Rewrite the material below as a Markdown table with the columns Row and Line. Give each line its own numbered row and skip any blank lines.
+++
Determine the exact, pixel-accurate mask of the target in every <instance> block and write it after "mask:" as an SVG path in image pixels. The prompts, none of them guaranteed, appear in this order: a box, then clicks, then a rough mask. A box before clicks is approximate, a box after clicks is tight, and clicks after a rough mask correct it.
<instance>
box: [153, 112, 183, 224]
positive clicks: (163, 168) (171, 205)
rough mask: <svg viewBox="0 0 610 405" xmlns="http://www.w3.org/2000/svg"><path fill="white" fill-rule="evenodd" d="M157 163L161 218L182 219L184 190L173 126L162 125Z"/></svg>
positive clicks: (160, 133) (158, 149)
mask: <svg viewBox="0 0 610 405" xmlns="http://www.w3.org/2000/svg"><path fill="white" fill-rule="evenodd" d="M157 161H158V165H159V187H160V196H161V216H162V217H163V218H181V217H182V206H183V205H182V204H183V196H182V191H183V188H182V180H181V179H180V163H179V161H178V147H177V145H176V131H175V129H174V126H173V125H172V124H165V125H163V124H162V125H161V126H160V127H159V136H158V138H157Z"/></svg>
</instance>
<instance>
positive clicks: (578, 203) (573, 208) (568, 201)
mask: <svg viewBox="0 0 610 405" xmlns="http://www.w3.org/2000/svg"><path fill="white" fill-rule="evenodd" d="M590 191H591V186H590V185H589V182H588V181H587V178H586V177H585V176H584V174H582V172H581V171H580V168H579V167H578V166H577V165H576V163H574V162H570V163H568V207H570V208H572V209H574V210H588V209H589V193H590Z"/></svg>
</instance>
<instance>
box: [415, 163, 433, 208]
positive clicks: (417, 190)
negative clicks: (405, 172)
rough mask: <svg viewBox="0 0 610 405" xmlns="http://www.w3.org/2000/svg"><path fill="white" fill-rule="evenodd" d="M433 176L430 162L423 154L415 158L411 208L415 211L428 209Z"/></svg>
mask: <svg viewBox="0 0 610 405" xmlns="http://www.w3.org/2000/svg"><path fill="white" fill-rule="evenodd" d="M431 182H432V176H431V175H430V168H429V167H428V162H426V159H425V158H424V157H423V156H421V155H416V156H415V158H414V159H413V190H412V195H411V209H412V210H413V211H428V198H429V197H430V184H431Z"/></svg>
+++
§ **TASK OUTPUT**
| Row | Line |
|---|---|
| 1 | Determine the exact, pixel-accurate mask of the target in every <instance> block and write it after "mask:" as an SVG path in image pixels. The prompts, none of them guaranteed, appear in this order: a box, then clicks, then a rough mask. A box before clicks is approximate, a box after clicks is tight, and clicks after a rough mask correct it. |
| 2 | <instance> |
| 3 | box: [153, 112, 183, 224] |
| 4 | positive clicks: (163, 168) (171, 205) |
| 5 | rough mask: <svg viewBox="0 0 610 405" xmlns="http://www.w3.org/2000/svg"><path fill="white" fill-rule="evenodd" d="M157 163L161 218L182 219L184 190L173 126L162 125Z"/></svg> |
| 6 | positive clicks: (160, 133) (158, 149) |
| 7 | mask: <svg viewBox="0 0 610 405" xmlns="http://www.w3.org/2000/svg"><path fill="white" fill-rule="evenodd" d="M157 161H158V165H159V187H160V196H161V216H162V217H163V218H181V217H182V206H183V205H182V204H183V196H182V191H183V188H182V180H181V179H180V163H179V161H178V147H177V145H176V131H175V129H174V126H173V125H172V124H165V125H163V124H162V125H161V126H160V127H159V136H158V138H157Z"/></svg> |
| 8 | </instance> |
| 9 | <instance> |
| 10 | positive clicks: (578, 203) (573, 208) (568, 201) |
| 11 | mask: <svg viewBox="0 0 610 405" xmlns="http://www.w3.org/2000/svg"><path fill="white" fill-rule="evenodd" d="M590 191H591V186H590V185H589V182H588V181H587V178H586V177H585V176H584V174H582V172H581V171H580V168H579V167H578V166H577V165H576V163H574V162H570V163H568V207H570V208H572V209H574V210H588V209H589V193H590Z"/></svg> |
| 12 | </instance> |
| 13 | <instance> |
| 14 | box: [415, 163, 433, 208] |
| 15 | positive clicks: (417, 190) |
| 16 | negative clicks: (405, 172) |
| 17 | rough mask: <svg viewBox="0 0 610 405" xmlns="http://www.w3.org/2000/svg"><path fill="white" fill-rule="evenodd" d="M433 176L430 162L423 154L415 158L411 208L415 211L428 209Z"/></svg> |
| 18 | mask: <svg viewBox="0 0 610 405" xmlns="http://www.w3.org/2000/svg"><path fill="white" fill-rule="evenodd" d="M431 182H432V176H431V175H430V168H429V167H428V162H426V159H425V158H424V157H423V156H421V155H416V156H415V158H414V159H413V190H412V195H411V209H412V210H413V211H428V198H429V197H430V184H431Z"/></svg> |